▶ **WRITTEN EXERCISE**: Write out, word for word, the stretch of the reincarnation blog post below that opens with the words containing "Before I go" and closes with "adoption of spiritualism.".

▶ **EXTRACTED TEXT**:
Before I go further with my speculation on Q-waves, I wanted to post an excerpt from Carol Bowman's book, Return from Heaven, which deals with reincarnation within the same (sometimes extended) family. One of the readers of this blog suggested the book to me some months ago. Unfortunately, so much time has passed that I don't remember who it was. But if you're still reading, thanks!
It really is an fascinating book, despite the paperback's tacky and sentimentalized cover art, and it has persuaded me that reincarnation does take place in at least some cases. This is an idea I resisted for a long time because the prospect of reincarnation has never appealed to me. But "the facts beat me," as Alfred Russel Wallace said in explaining his reluctant adoption of spiritualism.
Bowman, who maintains a Web site about reincarnation, has investigated many of these cases. Unlike well-known researcher Ian Stevenson, Bowman concentrates on cases in the United States. She has found some doozies, and the story of a small boy named Sam is one of them. It's found in Chapter 7, "U-turn in the Womb." Bowman reports,
The story is condensed from the journals the mother, Jodie, kept as it was unfolding. Sam made many more statements not reported here in which he gave accurate details of his birth and at least two past lives, and he described "the other world" where he lived before he was born.
I've condensed the material much more. Those who want the full story and many other interesting and highly evidential case histories are urged to read Carol Bowman's book. Here is a greatly shortened version of Jodie's first-person narrative about Sam and his younger brother, Peyton:
Sam's first word was cousins.... Sam was obsessed with his cousins since he was a baby. When we first took him from Sacramento to visit them in San Francisco, before he could talk, he was visibly changed from the moment he saw them, excited and happy to be with the four cousins and his aunt Molly and uncle David. But his continuing obsession didn't make a lot of sense because the cousins were much older than Sam -- six to twelve years older -- and we didn't visit them more than a couple of times a year.
David and Molly are Jodie's in-laws. Several years earlier, Molly lost twin babies in the eighth month of pregnancy when a kink in the umbilical cord caused the twins to asphyxiate.
Even though I didn't know Molly very well, I asked her to be with me at Sam's birth.... When I told her my due date, October 19, she responded, "Oh, my God, that's the day I lost the twins."...
From the time Sam figured out that the car was the vehicle that would take to his cousins' house, every time we got in the car he would yell, "Cousins! Cousins!"... When we actually did intend to take a family trip to see David and Molly and the cousins, we couldn't tell Sam until the last minute, because if we did he would camp at the front door days in advance...
Once he asked, "Mom, when can I live with the cousins in the big house by the water with the big stairs? ... The stairs which didn't have carpet and I could hear them walking up and down the stairs."... I had no idea what he was talking about....

▶ **RECORDS**:
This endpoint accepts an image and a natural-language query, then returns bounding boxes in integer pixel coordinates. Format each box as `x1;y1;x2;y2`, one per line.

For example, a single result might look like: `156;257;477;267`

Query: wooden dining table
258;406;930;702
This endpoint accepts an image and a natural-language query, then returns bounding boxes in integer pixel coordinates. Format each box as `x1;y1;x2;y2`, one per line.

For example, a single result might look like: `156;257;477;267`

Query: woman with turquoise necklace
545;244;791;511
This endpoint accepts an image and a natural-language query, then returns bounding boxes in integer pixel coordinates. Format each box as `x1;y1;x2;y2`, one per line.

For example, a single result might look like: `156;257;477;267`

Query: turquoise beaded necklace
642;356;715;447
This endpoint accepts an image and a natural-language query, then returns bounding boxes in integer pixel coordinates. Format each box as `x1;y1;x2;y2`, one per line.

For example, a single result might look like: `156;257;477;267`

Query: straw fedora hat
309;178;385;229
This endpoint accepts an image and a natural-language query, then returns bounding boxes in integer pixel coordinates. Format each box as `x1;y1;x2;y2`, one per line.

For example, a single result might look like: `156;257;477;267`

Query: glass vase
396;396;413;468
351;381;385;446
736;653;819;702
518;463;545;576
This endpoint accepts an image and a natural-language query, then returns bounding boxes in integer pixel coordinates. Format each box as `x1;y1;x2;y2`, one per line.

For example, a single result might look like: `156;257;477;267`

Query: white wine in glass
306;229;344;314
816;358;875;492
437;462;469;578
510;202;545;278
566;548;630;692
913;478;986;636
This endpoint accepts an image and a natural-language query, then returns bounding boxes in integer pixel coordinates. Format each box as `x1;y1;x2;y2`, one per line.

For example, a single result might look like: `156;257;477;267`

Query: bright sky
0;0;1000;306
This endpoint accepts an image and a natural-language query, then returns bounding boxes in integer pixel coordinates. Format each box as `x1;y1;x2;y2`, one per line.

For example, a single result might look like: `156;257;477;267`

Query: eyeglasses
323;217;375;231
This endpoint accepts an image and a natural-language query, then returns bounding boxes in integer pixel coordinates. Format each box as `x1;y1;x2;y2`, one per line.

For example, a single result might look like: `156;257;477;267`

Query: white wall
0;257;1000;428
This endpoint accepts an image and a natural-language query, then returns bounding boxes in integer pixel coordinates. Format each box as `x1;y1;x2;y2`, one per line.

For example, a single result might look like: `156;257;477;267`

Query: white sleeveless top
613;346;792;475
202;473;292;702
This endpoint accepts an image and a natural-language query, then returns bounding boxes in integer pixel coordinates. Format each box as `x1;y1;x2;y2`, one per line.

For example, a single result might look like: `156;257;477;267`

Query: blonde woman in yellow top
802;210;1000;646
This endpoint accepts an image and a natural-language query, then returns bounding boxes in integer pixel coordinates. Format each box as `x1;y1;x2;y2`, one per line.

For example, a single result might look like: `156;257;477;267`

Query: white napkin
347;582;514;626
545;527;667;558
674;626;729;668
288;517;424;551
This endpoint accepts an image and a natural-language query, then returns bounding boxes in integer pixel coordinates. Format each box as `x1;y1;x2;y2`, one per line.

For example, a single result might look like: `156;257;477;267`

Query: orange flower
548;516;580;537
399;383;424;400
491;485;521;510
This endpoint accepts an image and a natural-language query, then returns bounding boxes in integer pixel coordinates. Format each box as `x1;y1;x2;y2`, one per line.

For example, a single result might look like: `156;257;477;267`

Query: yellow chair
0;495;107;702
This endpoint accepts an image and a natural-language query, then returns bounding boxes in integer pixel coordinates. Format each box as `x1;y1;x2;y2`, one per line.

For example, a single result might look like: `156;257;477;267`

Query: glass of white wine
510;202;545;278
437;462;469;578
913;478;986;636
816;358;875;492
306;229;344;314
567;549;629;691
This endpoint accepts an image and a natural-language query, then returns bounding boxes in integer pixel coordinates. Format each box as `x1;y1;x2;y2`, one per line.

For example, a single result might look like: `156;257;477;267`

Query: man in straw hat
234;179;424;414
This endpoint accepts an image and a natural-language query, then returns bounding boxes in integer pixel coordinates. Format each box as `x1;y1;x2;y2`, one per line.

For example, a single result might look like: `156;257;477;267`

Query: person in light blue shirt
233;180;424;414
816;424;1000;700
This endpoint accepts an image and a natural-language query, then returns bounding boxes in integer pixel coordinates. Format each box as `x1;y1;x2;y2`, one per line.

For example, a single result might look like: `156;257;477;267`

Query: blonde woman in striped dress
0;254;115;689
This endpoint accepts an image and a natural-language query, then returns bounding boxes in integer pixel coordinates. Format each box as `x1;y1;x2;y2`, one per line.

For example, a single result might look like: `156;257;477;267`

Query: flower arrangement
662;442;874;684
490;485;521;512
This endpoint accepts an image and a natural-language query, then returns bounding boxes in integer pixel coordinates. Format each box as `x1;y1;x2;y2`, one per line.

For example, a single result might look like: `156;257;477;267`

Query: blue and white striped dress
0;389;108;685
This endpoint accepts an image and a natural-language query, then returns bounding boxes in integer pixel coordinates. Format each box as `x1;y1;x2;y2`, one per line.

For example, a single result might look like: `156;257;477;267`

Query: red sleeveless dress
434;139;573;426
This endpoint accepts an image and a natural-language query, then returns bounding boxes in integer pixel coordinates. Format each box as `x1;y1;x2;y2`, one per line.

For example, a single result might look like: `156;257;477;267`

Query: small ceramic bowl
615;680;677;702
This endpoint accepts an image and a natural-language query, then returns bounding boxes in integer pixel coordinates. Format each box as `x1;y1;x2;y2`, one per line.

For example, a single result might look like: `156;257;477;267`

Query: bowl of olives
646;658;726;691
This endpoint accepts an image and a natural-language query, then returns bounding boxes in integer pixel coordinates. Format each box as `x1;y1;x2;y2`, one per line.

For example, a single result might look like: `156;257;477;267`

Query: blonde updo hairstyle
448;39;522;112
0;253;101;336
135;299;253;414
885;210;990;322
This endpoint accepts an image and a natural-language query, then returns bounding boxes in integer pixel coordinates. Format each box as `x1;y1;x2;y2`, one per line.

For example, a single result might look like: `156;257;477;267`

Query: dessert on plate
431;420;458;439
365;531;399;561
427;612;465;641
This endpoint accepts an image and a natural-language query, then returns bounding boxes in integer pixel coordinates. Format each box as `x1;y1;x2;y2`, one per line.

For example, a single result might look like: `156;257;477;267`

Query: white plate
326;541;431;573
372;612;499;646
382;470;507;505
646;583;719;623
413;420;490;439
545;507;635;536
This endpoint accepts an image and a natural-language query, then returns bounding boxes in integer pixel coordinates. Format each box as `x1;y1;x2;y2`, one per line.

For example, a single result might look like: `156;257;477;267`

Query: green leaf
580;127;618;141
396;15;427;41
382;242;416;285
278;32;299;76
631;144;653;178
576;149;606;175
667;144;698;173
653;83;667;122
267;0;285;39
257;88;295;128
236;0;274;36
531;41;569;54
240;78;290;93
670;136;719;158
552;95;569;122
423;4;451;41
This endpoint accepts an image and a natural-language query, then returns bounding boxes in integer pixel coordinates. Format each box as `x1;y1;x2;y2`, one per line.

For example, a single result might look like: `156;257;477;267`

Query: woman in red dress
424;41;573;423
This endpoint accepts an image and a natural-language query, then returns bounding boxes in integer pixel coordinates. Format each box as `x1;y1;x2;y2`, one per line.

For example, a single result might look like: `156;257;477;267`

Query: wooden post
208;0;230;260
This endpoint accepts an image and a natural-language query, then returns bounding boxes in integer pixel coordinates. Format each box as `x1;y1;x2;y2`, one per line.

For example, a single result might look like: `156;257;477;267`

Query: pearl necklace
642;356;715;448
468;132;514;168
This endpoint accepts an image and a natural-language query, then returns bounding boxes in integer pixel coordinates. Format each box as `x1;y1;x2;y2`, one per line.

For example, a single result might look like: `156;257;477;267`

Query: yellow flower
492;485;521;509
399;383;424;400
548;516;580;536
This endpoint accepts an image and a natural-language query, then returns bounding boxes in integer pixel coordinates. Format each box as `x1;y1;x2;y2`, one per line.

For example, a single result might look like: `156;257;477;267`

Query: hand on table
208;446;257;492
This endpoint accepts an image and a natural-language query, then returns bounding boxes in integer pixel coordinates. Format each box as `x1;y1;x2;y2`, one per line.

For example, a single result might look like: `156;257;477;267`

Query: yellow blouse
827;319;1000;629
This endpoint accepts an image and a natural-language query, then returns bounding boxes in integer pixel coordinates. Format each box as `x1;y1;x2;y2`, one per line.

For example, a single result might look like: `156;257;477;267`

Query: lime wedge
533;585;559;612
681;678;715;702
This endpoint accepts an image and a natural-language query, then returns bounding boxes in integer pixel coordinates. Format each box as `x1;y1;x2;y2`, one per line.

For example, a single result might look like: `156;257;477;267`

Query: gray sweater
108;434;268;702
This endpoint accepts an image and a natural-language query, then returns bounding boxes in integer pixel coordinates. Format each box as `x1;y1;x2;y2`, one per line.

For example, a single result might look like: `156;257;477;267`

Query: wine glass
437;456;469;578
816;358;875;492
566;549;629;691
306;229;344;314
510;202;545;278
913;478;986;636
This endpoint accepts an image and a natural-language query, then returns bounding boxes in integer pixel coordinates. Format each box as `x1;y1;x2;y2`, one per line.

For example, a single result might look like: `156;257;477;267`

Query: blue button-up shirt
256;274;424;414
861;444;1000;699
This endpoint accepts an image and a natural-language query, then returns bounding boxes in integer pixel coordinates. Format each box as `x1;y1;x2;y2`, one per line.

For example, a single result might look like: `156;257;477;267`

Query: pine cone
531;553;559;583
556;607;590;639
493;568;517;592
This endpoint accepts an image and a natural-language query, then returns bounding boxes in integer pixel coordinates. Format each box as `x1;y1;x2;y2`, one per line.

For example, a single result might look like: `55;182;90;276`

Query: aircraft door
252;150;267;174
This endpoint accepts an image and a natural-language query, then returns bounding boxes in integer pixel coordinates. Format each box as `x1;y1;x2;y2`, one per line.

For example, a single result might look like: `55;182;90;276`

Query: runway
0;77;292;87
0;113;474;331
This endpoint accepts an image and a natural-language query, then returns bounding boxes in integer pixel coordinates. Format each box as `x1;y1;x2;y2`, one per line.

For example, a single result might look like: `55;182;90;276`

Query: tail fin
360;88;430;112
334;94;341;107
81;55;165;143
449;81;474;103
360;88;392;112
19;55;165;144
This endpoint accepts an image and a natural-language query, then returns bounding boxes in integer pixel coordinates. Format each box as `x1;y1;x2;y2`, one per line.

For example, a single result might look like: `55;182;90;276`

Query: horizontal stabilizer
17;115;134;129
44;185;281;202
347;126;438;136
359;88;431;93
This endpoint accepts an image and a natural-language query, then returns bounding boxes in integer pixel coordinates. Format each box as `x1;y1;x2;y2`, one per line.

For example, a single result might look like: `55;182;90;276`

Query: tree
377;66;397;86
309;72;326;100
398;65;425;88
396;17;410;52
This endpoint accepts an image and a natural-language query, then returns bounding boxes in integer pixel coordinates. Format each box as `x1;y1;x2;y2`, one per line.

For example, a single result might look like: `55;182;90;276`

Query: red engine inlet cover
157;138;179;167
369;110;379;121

▶ **THE RESULT**:
Before I go further with my speculation on Q-waves, I wanted to post an excerpt from Carol Bowman's book, Return from Heaven, which deals with reincarnation within the same (sometimes extended) family. One of the readers of this blog suggested the book to me some months ago. Unfortunately, so much time has passed that I don't remember who it was. But if you're still reading, thanks!
It really is an fascinating book, despite the paperback's tacky and sentimentalized cover art, and it has persuaded me that reincarnation does take place in at least some cases. This is an idea I resisted for a long time because the prospect of reincarnation has never appealed to me. But "the facts beat me," as Alfred Russel Wallace said in explaining his reluctant adoption of spiritualism.